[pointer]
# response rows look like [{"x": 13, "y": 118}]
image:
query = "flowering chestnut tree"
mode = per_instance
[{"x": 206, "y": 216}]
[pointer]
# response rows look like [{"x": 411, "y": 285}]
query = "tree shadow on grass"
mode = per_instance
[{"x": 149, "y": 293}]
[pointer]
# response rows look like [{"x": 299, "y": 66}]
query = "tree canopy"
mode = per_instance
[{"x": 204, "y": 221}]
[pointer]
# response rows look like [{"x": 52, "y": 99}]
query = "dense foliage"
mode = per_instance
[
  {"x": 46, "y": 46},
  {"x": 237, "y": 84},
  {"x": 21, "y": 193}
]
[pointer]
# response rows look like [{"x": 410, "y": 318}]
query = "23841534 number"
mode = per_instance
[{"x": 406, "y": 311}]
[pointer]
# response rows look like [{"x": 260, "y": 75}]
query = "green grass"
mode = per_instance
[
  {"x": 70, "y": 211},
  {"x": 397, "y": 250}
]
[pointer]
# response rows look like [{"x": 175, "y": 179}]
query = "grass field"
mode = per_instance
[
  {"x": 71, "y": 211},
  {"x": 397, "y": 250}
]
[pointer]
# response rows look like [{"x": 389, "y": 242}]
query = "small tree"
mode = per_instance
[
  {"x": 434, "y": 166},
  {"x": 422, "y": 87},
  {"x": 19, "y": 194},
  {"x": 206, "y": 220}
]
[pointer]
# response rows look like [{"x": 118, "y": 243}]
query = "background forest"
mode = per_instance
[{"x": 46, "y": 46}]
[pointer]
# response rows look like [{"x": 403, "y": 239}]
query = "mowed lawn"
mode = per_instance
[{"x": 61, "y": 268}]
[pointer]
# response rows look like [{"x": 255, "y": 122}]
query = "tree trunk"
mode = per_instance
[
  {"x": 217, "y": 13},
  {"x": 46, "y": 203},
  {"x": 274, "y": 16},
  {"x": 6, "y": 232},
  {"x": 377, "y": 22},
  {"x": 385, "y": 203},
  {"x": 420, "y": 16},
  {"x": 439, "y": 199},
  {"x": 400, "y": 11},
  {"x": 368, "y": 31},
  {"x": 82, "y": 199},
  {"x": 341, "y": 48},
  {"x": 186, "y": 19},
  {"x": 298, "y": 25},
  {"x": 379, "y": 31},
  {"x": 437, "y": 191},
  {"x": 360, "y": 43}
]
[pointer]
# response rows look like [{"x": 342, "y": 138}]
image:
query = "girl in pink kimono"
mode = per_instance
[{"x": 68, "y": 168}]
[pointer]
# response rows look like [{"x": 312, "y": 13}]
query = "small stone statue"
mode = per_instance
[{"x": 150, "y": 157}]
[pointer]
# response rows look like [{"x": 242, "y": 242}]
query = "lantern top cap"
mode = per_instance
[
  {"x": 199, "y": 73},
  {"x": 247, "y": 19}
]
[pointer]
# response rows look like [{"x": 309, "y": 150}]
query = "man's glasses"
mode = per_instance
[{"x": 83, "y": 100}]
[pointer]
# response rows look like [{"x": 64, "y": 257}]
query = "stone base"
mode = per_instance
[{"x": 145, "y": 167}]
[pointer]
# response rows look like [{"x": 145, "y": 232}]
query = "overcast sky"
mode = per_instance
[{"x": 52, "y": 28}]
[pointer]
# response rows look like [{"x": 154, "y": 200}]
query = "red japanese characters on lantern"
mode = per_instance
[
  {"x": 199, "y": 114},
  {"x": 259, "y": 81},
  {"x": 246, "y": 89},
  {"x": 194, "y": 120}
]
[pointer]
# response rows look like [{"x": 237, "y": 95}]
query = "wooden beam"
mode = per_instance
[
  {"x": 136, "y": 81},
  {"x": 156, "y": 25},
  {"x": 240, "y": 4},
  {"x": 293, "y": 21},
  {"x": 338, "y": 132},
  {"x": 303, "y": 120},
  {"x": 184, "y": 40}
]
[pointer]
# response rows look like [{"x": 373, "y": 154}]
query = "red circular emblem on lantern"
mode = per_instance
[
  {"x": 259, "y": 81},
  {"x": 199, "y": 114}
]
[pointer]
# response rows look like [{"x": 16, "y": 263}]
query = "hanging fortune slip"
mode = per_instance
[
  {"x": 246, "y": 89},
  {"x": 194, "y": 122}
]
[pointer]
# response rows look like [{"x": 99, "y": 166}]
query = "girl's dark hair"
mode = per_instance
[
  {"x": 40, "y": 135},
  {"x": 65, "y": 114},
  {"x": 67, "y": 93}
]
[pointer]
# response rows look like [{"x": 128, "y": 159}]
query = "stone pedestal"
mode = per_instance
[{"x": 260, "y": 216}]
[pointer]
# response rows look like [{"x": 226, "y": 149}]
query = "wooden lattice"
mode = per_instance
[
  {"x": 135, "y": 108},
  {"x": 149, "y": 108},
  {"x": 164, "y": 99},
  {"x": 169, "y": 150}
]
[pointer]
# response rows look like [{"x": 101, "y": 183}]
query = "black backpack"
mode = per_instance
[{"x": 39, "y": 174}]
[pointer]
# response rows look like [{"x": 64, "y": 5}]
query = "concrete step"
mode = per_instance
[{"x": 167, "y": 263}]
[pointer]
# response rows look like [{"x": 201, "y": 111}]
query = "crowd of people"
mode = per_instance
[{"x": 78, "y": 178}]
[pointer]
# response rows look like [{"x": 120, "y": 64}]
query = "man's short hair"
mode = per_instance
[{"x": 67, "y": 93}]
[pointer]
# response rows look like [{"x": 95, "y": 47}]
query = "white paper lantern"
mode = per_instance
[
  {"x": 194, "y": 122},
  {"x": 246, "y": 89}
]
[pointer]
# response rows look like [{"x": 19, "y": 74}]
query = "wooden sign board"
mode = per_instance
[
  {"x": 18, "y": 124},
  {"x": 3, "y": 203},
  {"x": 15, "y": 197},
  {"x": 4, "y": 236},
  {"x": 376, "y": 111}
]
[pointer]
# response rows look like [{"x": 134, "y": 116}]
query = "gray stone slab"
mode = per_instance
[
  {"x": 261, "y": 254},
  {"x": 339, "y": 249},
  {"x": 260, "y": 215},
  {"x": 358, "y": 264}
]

==================================================

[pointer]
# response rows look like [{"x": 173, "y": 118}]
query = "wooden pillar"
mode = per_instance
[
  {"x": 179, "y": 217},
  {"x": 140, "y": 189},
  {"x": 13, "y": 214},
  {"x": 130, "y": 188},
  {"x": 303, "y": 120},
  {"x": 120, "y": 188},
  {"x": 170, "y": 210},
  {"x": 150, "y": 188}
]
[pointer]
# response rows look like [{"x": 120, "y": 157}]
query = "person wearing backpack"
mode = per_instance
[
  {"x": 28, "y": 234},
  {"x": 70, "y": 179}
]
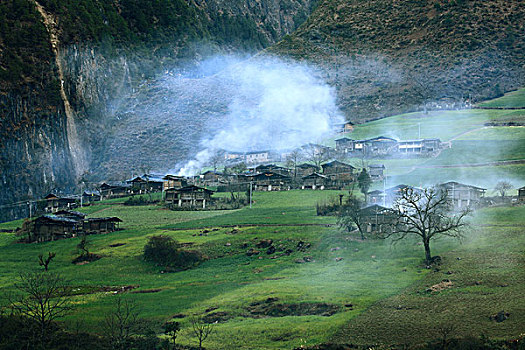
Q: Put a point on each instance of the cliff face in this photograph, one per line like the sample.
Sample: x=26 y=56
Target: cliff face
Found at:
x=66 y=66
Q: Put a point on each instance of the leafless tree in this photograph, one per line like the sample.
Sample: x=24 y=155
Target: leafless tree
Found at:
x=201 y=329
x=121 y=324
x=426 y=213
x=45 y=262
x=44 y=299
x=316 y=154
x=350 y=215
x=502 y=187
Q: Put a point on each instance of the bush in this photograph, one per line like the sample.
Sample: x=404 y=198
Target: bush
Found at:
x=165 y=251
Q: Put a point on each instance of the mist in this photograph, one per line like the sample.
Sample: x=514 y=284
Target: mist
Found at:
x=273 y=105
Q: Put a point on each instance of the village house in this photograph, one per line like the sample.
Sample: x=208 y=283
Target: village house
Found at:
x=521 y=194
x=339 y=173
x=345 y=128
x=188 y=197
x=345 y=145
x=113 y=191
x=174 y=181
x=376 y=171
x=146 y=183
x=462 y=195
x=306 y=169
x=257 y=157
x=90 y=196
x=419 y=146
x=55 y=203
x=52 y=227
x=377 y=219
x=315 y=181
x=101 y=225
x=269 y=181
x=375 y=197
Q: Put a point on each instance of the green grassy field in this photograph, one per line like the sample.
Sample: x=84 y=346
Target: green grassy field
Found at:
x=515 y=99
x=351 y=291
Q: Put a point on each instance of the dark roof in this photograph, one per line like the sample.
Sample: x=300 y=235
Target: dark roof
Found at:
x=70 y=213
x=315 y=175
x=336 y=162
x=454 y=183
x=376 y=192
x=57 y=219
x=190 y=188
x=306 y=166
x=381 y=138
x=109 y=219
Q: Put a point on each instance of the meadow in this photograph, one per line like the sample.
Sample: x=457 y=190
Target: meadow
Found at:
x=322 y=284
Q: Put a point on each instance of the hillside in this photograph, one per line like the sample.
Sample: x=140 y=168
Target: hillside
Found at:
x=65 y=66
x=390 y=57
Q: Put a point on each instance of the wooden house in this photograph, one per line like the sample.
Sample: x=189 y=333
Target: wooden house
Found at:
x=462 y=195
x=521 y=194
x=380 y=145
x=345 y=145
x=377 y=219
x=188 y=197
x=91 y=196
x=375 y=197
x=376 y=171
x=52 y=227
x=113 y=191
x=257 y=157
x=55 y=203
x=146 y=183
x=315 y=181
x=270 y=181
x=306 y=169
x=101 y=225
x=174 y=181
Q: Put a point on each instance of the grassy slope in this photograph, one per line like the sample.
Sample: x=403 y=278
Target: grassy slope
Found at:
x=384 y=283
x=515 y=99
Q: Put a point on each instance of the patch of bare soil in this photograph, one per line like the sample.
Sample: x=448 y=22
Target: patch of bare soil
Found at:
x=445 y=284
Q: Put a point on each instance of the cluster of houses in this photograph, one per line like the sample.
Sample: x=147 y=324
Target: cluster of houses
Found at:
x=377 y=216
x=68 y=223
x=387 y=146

==================================================

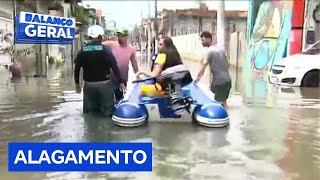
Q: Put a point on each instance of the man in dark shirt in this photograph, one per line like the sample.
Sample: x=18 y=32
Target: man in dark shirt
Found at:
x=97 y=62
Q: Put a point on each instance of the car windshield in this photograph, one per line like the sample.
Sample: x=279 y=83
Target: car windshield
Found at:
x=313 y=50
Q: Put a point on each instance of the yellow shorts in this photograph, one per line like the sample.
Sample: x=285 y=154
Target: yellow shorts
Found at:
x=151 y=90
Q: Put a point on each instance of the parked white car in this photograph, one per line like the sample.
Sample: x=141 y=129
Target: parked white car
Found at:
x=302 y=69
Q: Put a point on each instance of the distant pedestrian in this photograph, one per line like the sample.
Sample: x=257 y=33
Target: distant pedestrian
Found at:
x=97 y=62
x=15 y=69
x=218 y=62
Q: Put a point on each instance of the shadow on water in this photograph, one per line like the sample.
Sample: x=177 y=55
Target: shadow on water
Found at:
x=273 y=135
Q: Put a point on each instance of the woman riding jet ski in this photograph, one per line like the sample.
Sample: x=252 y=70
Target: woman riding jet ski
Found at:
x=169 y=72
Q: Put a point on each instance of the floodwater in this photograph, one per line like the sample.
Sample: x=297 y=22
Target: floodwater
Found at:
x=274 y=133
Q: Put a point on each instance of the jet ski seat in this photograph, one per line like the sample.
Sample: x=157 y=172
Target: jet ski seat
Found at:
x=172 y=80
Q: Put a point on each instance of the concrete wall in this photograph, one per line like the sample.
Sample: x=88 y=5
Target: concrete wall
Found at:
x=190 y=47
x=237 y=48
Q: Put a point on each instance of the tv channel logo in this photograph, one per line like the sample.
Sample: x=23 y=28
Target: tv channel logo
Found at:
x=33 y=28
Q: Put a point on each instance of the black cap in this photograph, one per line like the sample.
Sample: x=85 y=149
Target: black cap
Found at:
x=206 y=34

==================================================

What is expected: From the material above, copy exactly the lines between the line holding "Target: distant pedestrian" and the line holding "Target: tv channel logo", inclusive, and only those.

Expected answer:
Target: distant pedestrian
Found at:
x=97 y=62
x=15 y=69
x=218 y=62
Q: Put a point on each instance of the shadow on water in this photograph, one per line like the sample.
Sample: x=177 y=55
Target: shadow on water
Found at:
x=273 y=135
Q: Put a point on each instance of the woman riding jet ski in this photograph, one per line like the sample.
Sample: x=252 y=70
Target: woman riding jet ski
Found at:
x=169 y=72
Q: Put a point on each instance of the floodwater in this photograph, one per line like the sample.
Sample: x=297 y=22
Target: floodwater
Found at:
x=274 y=133
Q: Put a point on each instance of the jet ski seat in this photograph, one per line like the sample.
Sample: x=157 y=172
Target: jet ski seat
Found at:
x=172 y=80
Q: Put a point on each instance of the concrete wall in this photograph, one per line like the sample.
Sample: x=88 y=5
Target: concrete wall
Found at:
x=190 y=47
x=237 y=48
Q: Put a point on each instance of the tv channel logo in this photograph, one per line like the sample.
Sample: x=23 y=28
Target: tv channel logo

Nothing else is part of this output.